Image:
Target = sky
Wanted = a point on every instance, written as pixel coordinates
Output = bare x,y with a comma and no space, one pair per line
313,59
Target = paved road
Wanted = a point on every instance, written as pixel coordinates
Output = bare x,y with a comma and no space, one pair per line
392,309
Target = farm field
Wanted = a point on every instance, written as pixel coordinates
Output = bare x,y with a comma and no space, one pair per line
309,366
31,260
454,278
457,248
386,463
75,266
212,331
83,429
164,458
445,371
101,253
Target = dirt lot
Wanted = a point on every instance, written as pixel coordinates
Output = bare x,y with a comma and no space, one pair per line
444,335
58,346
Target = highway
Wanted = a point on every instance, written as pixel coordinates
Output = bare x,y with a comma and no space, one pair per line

_____

Task to complete:
Write out each record again, keeping every word as it is.

Result:
Image:
Target = sky
Wanted = a point on every instance, written as pixel coordinates
Output = bare x,y with a comma and no space, one pair per line
313,59
Target = paved road
Wanted = a point on every instance, written as pixel coordinates
Output = bare x,y with a comma and no space, one pair per line
392,309
Target = farm field
Wanted = a point on every instance, written as pixel coordinates
Output = bare x,y with a comma and no space, one pair per line
309,366
31,260
454,278
457,248
386,463
75,266
212,331
83,429
164,458
445,371
101,253
Target = dirt lot
Wanted = a point on every instance, written as pixel coordinates
Output = bare x,y with a comma and no space, one pair per line
444,335
58,346
Target = highway
Wanted = a point on every instance, written as pixel coordinates
Output = bare x,y with a comma and no space, one pair per line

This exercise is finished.